Source extract:
***
I just ordered these books.
In January, at the Youth Media Awards, the winners of this year’s Printz awards were announced! The Michael L. Printz Award is an award for a book that exemplifies literary excellence in young adult literature. It is named for a Topeka, Kansas school librarian who was a long-time active member of the Young Adult Library Services Association. The award is sponsored by Booklist, a publication of the American Library Association.
Winner: In Darkness by Nick Lake

In the aftermath of the Haitian earthquake, fifteen-year-old Shorty, a poor gang member from the slums of Site Soleil, is trapped in the rubble of a ruined hospital, and as he grows weaker he has visions and memories of his life of violence, his lost twin sister, and of Toussaint L’Ouverture, who liberated Haiti from French rule in the 1804.
Honor: Aristotle and Dante Discover the Secrets of the Universe by Benjamin Alire Sáenz

Fifteen-year-old Ari Mendoza is an angry loner with a brother in prison, but when he meets Dante and they become friends, Ari starts to ask questions about himself, his parents, and his family that he has never asked before.
Honor: Dodger by Terry Pratchett

In an alternative version of Victorian London, a seventeen-year-old Dodger, a cunning and cheeky street urchin, unexpectedly rises in life when he saves a mysterious girl, meets Charles Dickens, and unintentionally puts a stop to the murders of Sweeney Todd.
***
Problems to work on:
- a) Give the title of every book that the Printz awards text names as the winner or an honor book.
- b) Continue the text about this year's Printz awards from the point where it stops.
The records that follow the text were taken from a separate source.

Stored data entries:
***
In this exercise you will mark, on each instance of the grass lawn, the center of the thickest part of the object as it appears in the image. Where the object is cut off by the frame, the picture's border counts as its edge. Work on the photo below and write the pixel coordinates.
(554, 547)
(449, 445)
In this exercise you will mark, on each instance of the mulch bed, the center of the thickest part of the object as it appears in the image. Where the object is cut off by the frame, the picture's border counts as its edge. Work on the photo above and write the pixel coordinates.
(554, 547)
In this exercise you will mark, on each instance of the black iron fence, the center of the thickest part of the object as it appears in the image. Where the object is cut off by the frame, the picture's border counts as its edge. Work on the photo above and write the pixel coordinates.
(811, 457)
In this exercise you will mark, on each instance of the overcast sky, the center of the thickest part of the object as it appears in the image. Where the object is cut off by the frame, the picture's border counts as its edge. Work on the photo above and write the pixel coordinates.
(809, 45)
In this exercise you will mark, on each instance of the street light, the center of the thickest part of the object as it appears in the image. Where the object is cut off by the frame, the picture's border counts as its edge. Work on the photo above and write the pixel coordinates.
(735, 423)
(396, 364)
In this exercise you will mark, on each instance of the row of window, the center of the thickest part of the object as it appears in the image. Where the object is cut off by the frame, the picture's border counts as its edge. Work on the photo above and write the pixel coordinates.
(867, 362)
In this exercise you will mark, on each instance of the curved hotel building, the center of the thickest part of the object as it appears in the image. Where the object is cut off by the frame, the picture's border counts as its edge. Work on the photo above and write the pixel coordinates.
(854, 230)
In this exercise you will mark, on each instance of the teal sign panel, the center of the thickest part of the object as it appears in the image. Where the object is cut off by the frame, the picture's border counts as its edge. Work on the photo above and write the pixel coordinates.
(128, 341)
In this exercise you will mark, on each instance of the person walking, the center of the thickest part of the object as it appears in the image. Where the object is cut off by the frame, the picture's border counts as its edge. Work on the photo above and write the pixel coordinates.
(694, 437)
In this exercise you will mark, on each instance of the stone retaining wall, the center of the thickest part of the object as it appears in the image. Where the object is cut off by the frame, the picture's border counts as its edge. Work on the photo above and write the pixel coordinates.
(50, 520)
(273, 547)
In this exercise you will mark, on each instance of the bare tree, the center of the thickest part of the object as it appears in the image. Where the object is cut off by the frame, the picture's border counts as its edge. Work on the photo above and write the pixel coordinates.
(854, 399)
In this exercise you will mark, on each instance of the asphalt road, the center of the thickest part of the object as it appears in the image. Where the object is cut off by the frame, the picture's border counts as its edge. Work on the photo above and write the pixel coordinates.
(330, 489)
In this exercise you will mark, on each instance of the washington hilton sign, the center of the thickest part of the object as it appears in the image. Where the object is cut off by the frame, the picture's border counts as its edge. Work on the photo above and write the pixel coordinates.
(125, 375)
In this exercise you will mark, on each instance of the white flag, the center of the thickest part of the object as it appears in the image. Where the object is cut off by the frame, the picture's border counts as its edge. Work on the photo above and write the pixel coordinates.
***
Answers for each item:
- a) In Darkness; Aristotle and Dante Discover the Secrets of the Universe; Dodger

- b)
Honor: Code Name Verity by Elizabeth Wein

In 1943, a British fighter plane crashes in Nazi-occupied France and the survivor tells a tale of friendship, war, espionage, and great courage as she relates what she must to survive while keeping secret all that she can.
Honor: The White Bicycle by Beverley Brenna

Taylor Jane, a young woman with Asperger’s Syndrome, travels to the south of France where she spends a summer babysitting for the Phoenix family. Including flashbacks into Taylor’s earliest memories, along with immediate scenes in Lourmarin, a picturesque village in the Luberon Valley, The White Bicycle results in a journey for independence both personal and universal, told in Taylor’s honest first-person prose.